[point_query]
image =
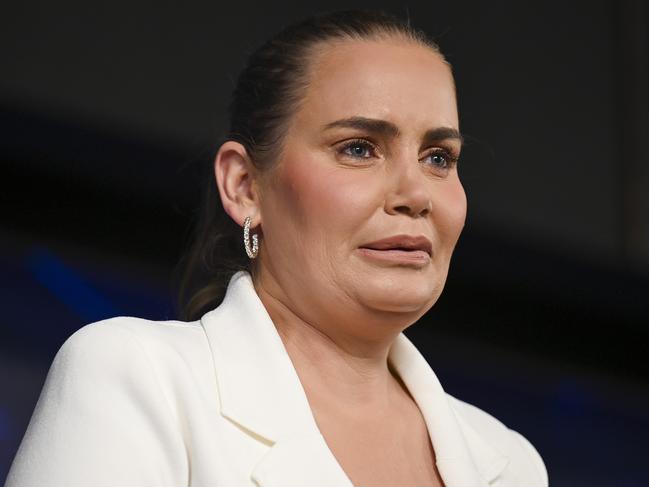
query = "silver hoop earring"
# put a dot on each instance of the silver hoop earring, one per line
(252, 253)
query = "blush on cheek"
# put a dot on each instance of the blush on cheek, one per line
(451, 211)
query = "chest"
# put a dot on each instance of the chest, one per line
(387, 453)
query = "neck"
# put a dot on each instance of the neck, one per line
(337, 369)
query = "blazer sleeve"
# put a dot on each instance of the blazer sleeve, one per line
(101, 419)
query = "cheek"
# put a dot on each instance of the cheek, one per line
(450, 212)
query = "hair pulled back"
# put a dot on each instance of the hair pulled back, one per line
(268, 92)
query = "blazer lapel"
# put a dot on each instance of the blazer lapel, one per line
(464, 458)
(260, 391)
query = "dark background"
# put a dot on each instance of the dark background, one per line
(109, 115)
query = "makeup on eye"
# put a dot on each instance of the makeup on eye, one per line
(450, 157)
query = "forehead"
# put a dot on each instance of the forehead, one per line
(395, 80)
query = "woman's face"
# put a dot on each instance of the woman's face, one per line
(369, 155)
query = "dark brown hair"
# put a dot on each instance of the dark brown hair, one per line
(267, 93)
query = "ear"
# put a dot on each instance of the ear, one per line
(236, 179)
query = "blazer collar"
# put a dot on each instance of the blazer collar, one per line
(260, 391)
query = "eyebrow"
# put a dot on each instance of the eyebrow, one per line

* * *

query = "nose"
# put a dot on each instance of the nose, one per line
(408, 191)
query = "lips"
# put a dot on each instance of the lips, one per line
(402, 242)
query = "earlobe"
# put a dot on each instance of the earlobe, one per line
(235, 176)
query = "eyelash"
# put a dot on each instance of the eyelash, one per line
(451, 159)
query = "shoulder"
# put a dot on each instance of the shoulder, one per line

TASK OBJECTIVE ▸
Using the data above, copy exactly the lines from the one containing "[point_query]" to the one containing "# put a dot on each instance of the eyebrow, one", inclusive. Exclude the pictures.

RESULT OF THIS EXERCISE ▸
[point_query]
image =
query = "silver hoop earring"
# put a dot on each instance of the silver hoop earring, one per line
(252, 253)
query = "blush on cheek"
# put a dot on each instance of the blush on cheek, one per line
(451, 211)
query = "chest"
# put a dot on each instance of the chest, one per line
(387, 453)
query = "neck"
# put a dot on each instance of the neck, one per line
(337, 369)
query = "blazer sleeve"
# put a dot on each instance of the blazer sleeve, one per line
(101, 419)
query = "cheek"
# put a dot on each instance of the cheek, one per line
(450, 212)
query = "hair pulled back"
# put a dot on each instance of the hair pulled back, one per line
(268, 92)
query = "blazer lapel"
# put a dot on each instance of the blazer lapel, one per line
(464, 458)
(260, 391)
query = "dark background"
# put a dot on each instance of the dark background, one per line
(109, 115)
query = "makeup on eye"
# put a dot on each instance of the makeup on eye, one per line
(450, 157)
query = "forehead"
# put a dot on each instance of the forehead, one per line
(395, 80)
query = "woman's face"
# put a dot on each instance of the woman's face, one per line
(369, 155)
query = "dark brown hair"
# put a dot on each instance of the dark brown hair, one per line
(267, 93)
query = "ear"
# put a dot on each instance of the ear, one per line
(236, 179)
query = "blazer collar"
# put a dot on each instance of the blazer collar, one per line
(260, 391)
query = "eyebrow"
# put a dot on each instance of the eyebrow, one per line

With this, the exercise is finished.